● **Extract to read**
_ _ _ _ _ _ _

When Boys Wear Girls Clothes: Should I Be Worried?

Aashita Dhingra
Jan 15, 2024 By Aashita Dhingra
Originally Published on May 11, 2021
When your boy likes wearing girls' clothes it can be for a number of different reasons.
Age: 0-99
Read time: 10.6 Min

The way we see gender just isn't the same as when we grew up, and that's a great thing.

But it can end up feeling confusing when young boys want to wear girls' clothes, and we were brought up in a society in which that wasn't the norm. As parents, we just want to protect our kids, and it is normal to worry that anything that is out of the ordinary could lead to bullying.

Things like gender are far less set in stone than they used to be, and boys who wear girls' clothes are becoming way more widely accepted in society. If your little boy likes to wear girls' clothes but plays with boys' toys, you might have questions about his sexuality and gender. In reality, we just don't fit into those two fixed boxes of gender any more. People are far more multi-faceted, your little boy included. So before you start worrying if your son is going to get bullied for wearing a dress, get to know some of the changes that have been going on in society, and you'll probably feel a lot better.

Why not check out this guide to discipline versus punishment and this advice on taking care of grandparents too?

What To Do If Your Young Boy Wants To Wear Girls Clothes

Talking to your boy about what he wants to wear is something that's more important as he gets older

It's important to remember that most things aren't actually inherently 'male' or 'female'. We just decided at one point that some things were for girls, and others were for boys. Most children don't prescribe to that way of thinking, so when a little boy starts sneaking into his sister's dress-up box and picking the princess dresses, he probably just likes the way it sparkles. Let's face it, girls' clothes can be a lot more fun.

Young children enjoy dressing up and playing the roles of their parents and other adults, and this includes starting to wear dresses and other women's clothes, simply because this is what mommy or their older sister wears. The same goes for boys who want to play with dolls and watch films about princesses; they don't know that this is something that is usually considered to be 'for girls', they just see it as something that they like. Pretend play is a huge part of kids' healthy development, so we need to make sure we're allowing our children to explore all different facets of their identity without adding unnecessary shame.

Between the age of two and 10 especially, kids have a very fluid sense of sexual and gender roles. From the age of seven onwards, you might notice boys naturally dressing in more 'boy' clothing because they're conscious of how their peers see them. Equally, your 10-year-old might still enjoy dressing in pink or girls' clothing, and it is important for parents to recognize that this is completely normal and totally OK.

Today's kids are growing up in a society that is much more welcoming and understanding than the times that their parents grew up in, and all kinds of sexual identity and gender are way more widely accepted. Of course, it is completely natural to worry that our kids will get bullied by friends or laughed at for wearing girl clothes to school because we want to protect them and keep them safe. But it's important to take note of the progress we've made as a society as a whole. A lot of the time your little boy will be accepted in his dress, no questions asked.

The most important thing that mental health experts agree on, is that your child is happy. If he's smiling from ear to ear when he dons his sparkly gown and tiara, then why are you worrying?

Does This Mean My Child Is Transgender?

_ _ _ _ _ _ _

Records excerpted from a collection
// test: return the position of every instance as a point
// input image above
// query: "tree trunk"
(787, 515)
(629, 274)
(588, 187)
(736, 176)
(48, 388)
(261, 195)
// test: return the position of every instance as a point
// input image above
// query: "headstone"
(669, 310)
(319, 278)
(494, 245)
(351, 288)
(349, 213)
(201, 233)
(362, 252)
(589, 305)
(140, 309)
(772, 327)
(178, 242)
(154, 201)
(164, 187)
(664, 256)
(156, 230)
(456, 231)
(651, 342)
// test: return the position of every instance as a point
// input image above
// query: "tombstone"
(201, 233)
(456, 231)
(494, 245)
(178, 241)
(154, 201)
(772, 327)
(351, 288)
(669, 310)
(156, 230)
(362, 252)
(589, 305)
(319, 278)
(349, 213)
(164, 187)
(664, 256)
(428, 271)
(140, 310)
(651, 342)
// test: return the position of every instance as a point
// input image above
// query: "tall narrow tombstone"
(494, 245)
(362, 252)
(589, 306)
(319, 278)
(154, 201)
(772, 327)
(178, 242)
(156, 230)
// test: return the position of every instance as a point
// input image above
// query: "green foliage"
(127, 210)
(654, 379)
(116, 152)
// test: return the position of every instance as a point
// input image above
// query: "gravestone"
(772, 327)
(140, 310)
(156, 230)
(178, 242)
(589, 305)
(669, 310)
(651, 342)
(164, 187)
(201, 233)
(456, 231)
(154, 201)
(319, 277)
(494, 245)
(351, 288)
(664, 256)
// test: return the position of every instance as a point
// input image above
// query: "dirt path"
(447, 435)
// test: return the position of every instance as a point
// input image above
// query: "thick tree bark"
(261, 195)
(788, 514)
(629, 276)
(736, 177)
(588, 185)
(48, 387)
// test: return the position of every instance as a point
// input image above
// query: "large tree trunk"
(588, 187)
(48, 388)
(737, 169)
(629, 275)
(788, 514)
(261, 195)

_ _ _ _ _ _ _

● **Task details**
Answer these questions from the article on boys wearing girls' clothes:
(a) According to the article, why might young children start wearing dresses and other women's clothes?
(b) Between what ages do kids especially have a very fluid sense of sexual and gender roles?
(c) What do mental health experts agree is the most important thing?

● **Response below**
(a) Because this is what mommy or their older sister wears.
(b) Between two and 10.
(c) That your child is happy.